__EXTRACTED DATA__:
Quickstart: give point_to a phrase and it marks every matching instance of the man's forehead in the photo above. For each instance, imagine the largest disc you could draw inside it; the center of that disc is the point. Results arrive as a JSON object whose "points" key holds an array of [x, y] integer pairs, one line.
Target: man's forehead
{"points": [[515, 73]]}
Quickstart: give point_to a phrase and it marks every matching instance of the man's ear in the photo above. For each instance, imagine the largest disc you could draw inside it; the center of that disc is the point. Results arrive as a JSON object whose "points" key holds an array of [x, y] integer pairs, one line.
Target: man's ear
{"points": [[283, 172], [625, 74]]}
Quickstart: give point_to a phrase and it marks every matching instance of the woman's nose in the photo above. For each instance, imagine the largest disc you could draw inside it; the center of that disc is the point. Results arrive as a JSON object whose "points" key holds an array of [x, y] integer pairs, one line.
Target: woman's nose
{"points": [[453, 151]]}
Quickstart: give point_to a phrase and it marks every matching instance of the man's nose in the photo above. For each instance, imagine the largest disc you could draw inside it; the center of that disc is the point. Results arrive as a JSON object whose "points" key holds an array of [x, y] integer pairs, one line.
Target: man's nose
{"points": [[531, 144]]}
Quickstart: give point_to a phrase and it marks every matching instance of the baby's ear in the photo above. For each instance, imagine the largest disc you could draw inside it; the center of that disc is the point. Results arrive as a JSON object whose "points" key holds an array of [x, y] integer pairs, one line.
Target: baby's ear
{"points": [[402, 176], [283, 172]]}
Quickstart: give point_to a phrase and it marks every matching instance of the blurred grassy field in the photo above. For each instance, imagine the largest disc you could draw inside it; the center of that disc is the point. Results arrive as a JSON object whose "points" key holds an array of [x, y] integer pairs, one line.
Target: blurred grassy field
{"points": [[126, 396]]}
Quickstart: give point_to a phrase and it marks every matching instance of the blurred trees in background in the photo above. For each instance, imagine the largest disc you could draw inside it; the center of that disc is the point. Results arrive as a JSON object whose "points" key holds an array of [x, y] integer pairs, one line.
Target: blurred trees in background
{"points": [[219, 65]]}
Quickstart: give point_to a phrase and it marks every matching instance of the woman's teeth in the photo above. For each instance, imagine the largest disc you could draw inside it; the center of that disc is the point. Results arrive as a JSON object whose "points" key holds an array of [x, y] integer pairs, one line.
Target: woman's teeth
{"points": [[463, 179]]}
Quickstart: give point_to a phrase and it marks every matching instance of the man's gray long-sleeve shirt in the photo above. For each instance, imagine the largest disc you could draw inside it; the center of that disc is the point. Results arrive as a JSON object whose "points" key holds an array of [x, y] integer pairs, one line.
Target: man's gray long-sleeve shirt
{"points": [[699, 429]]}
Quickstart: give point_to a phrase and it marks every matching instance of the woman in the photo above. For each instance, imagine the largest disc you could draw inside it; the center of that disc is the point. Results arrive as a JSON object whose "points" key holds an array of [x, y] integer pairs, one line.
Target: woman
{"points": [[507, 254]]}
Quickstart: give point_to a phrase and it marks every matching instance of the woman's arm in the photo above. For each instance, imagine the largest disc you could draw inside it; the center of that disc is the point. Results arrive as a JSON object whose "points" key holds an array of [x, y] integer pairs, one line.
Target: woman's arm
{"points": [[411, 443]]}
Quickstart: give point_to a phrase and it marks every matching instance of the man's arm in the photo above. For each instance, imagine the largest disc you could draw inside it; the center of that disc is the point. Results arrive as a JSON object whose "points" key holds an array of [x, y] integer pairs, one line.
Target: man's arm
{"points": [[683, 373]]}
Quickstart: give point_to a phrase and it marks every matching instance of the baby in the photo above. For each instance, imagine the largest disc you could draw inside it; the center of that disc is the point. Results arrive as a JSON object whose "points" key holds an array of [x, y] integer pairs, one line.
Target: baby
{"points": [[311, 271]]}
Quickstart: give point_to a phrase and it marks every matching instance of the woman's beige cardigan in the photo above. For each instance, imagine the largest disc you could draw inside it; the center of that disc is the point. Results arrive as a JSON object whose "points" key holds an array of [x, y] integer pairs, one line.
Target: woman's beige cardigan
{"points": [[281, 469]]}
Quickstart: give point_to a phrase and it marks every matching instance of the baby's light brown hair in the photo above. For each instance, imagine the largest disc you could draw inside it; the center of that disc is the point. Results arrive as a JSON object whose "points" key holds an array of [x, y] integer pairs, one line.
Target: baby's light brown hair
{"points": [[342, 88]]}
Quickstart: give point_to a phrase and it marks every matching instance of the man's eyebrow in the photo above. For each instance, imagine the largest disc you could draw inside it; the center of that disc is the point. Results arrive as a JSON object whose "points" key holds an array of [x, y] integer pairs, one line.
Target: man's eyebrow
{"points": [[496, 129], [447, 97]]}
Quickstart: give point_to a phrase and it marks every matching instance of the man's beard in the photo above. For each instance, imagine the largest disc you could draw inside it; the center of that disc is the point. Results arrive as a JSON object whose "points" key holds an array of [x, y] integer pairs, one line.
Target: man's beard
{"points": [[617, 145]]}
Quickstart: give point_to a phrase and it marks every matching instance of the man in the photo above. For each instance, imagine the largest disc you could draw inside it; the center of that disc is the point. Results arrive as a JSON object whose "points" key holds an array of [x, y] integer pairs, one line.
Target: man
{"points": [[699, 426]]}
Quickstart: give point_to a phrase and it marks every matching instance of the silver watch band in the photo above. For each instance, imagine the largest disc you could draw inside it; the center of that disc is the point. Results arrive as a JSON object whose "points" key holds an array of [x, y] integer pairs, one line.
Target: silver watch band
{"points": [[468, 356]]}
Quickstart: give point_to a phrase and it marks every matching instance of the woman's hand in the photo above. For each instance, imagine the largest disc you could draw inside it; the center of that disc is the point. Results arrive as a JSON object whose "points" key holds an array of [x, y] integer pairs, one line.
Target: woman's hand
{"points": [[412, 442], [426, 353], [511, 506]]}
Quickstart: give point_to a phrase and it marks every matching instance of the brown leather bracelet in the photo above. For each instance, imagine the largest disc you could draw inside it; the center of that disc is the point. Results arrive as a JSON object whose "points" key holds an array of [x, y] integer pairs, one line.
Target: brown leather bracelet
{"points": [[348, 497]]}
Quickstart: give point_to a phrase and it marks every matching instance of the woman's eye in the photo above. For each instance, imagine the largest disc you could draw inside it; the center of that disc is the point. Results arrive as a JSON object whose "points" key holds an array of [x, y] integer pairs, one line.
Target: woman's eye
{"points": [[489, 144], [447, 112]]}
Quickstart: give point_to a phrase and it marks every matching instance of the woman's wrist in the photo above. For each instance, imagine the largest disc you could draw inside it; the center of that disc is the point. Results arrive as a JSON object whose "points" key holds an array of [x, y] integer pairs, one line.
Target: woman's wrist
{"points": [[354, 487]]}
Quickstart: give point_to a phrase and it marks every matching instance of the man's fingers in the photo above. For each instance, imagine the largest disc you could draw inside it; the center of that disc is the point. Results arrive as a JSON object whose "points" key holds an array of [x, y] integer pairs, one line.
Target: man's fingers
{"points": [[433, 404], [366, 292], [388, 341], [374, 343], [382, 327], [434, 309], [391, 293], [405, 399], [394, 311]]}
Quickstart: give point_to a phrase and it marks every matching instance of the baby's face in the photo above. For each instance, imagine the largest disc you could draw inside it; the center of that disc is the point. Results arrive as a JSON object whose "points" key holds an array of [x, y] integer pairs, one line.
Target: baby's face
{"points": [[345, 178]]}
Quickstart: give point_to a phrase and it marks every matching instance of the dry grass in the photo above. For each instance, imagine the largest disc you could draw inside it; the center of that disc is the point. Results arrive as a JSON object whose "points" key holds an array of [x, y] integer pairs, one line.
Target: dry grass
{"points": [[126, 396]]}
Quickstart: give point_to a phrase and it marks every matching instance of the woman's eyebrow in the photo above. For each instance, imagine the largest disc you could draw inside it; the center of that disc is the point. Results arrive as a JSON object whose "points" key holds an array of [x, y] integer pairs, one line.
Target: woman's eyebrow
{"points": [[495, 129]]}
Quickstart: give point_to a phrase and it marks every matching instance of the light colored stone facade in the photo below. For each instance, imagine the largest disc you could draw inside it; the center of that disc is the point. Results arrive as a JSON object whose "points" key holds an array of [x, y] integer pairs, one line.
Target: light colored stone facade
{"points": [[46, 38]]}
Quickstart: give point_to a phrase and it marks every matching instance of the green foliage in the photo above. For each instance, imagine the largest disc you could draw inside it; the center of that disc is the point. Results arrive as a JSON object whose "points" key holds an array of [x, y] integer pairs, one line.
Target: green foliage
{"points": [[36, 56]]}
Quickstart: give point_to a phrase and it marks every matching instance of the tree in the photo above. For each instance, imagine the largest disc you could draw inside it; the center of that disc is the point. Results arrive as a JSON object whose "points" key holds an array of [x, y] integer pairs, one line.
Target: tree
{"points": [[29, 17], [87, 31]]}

__WRITTEN INSTRUCTION__: Starting with the line that contains "the dry grass" and continuing through the line that contains "Target: dry grass", output those lines as a numbered list, leaving out any blank lines.

__REPLY TO THE TASK__:
1. Quickstart: give point_to a phrase and it marks every matching instance of the dry grass in the photo above. For each instance, imagine the largest disc you could draw inside it; the center of that disc is the point. Results arrive as a JSON object whose "points" key holds an array of [x, y] integer pairs, one line.
2. Target: dry grass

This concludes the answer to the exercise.